:: Information given

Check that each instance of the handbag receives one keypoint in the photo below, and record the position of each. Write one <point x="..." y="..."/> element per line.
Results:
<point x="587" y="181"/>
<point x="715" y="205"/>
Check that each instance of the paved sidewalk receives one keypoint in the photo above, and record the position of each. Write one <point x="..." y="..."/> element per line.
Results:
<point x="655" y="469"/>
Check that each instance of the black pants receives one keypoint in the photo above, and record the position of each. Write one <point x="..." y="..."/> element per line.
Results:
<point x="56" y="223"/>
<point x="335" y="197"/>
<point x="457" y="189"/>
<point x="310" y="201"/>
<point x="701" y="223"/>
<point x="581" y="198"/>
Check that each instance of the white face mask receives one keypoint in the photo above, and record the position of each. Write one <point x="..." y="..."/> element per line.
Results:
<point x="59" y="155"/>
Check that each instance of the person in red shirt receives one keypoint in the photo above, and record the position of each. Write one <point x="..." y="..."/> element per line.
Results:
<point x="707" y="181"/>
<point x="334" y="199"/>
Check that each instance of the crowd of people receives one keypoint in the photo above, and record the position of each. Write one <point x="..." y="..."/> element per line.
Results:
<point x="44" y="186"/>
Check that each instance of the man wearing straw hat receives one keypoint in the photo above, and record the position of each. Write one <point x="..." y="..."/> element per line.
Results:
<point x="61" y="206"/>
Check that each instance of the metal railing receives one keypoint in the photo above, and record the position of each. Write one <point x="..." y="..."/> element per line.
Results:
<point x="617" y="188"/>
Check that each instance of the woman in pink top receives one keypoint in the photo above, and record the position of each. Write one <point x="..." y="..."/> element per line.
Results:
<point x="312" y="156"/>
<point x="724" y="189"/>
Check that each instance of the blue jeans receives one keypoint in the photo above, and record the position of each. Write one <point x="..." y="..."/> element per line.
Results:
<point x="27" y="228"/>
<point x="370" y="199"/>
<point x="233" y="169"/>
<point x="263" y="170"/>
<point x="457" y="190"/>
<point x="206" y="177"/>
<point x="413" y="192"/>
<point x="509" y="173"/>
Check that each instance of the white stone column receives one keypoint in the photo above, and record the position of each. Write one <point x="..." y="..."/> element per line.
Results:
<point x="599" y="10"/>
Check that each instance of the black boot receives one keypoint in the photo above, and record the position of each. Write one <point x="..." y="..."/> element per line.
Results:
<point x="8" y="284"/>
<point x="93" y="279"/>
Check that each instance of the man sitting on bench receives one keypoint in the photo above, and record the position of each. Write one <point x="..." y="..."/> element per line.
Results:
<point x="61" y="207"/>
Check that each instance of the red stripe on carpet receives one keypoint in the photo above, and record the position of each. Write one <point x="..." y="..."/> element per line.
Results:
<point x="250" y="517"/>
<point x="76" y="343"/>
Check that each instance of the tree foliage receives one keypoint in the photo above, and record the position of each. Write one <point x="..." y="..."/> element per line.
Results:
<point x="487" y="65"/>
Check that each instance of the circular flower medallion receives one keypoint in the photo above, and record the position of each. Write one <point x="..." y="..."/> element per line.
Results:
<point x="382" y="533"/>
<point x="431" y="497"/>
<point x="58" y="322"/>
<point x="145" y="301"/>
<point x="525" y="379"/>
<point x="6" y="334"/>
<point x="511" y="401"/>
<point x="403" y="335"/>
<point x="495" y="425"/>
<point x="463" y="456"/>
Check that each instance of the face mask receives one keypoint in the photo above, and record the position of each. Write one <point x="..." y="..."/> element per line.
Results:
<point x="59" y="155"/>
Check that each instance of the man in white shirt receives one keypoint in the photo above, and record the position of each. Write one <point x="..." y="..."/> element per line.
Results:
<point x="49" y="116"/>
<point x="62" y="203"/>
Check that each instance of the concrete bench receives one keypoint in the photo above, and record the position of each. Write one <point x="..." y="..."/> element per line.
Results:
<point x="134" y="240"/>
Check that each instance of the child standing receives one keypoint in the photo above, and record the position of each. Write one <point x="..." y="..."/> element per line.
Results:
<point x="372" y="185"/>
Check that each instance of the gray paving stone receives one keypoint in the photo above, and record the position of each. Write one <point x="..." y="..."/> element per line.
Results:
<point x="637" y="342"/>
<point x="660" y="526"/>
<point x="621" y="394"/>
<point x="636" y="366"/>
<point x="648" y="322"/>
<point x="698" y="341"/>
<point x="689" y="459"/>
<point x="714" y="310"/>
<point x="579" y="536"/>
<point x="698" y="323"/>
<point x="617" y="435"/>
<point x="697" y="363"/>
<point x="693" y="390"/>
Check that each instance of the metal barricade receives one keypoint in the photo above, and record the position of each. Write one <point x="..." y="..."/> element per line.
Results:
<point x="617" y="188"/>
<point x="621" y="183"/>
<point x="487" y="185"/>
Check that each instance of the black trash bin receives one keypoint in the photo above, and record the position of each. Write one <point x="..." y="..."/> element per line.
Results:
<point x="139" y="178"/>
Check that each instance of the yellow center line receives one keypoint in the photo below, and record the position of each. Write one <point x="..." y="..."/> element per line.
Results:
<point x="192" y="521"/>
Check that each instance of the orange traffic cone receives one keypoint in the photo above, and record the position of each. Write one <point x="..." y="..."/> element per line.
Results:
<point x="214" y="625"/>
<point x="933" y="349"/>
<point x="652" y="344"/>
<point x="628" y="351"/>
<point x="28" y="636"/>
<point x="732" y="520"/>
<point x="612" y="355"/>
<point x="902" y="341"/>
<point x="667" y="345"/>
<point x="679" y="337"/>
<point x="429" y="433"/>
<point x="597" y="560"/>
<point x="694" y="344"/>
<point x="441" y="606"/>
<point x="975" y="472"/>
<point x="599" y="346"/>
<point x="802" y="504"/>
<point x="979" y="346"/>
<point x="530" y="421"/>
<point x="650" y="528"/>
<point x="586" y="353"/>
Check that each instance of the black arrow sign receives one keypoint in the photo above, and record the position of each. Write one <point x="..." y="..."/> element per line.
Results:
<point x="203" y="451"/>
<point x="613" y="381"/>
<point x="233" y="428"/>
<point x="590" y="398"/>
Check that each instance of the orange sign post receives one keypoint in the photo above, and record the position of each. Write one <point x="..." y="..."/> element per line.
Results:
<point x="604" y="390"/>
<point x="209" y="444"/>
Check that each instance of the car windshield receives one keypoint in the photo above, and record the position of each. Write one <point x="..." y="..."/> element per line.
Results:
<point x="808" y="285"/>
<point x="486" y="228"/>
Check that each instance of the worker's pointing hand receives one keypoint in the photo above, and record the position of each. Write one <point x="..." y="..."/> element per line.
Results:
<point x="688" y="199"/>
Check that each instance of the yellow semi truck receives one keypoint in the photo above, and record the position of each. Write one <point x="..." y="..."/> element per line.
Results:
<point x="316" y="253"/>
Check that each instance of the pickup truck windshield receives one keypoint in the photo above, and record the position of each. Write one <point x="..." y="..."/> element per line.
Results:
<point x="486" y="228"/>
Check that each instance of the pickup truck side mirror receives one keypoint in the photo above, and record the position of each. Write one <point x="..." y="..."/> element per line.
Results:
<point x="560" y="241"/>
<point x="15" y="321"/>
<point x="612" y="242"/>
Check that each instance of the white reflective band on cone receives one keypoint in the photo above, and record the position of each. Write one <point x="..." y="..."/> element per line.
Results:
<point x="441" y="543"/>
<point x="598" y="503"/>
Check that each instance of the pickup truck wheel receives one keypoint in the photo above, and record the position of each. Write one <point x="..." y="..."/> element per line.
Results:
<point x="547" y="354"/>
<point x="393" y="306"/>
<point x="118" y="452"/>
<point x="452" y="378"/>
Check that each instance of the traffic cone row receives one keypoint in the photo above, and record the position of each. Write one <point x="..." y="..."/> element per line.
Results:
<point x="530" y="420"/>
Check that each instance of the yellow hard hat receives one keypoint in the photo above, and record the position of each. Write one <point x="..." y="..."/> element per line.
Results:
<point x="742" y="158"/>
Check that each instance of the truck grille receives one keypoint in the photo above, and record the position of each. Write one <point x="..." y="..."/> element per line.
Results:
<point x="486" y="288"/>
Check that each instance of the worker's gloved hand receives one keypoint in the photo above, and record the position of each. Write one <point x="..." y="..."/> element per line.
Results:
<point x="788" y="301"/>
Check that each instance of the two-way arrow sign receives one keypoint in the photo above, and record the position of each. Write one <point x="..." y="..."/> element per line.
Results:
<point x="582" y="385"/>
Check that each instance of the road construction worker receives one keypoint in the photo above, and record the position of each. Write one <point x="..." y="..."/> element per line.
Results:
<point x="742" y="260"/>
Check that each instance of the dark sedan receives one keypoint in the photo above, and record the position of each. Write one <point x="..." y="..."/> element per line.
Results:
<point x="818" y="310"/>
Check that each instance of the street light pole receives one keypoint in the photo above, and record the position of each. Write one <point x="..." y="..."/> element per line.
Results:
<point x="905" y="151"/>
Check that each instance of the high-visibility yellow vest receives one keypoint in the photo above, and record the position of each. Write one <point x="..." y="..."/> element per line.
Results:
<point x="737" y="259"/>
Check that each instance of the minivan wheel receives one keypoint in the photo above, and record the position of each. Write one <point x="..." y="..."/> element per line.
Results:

::::

The word to look for is "orange"; copy out every line of the entries that holds it.

Task response.
Check that each instance of the orange traffic cone receives one keypoint in the photo above, and record the position of each. Write one <point x="..." y="..."/> element per line.
Check that each instance of the orange sign post receives one keypoint in the photo above, and record the position of each. Write one <point x="..." y="..."/> element per line.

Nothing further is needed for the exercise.